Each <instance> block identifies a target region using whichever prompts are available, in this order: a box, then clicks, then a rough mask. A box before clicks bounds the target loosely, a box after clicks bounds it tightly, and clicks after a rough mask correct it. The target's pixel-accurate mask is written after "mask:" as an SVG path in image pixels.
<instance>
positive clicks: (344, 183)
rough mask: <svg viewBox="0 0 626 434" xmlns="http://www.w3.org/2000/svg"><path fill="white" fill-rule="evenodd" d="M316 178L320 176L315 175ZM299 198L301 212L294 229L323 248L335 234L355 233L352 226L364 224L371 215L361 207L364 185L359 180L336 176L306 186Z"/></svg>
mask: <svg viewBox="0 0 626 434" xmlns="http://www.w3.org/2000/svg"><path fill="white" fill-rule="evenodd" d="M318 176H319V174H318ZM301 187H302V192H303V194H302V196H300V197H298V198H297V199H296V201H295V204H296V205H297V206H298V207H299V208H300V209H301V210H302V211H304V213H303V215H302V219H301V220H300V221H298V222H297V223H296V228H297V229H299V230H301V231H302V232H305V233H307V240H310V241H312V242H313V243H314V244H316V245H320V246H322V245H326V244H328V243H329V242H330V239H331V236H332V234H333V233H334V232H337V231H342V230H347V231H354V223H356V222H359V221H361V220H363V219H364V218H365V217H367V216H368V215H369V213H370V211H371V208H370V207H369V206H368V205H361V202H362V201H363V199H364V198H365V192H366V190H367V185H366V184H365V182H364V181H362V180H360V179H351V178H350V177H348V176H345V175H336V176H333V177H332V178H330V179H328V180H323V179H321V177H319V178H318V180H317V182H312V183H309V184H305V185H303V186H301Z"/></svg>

- **Exercise brief**: Search the data above for the word "instance". Copy each line it is in.

- **Answer to the exercise**:
Each <instance> block identifies a target region using whichever prompts are available, in this order: a box, then clicks, then a rough mask. A box before clicks bounds the target loosely, a box after clicks bounds it tightly, and clicks after a rough mask correct it. The target's pixel-accurate mask is written after "mask:" as an SVG path in image pixels.
<instance>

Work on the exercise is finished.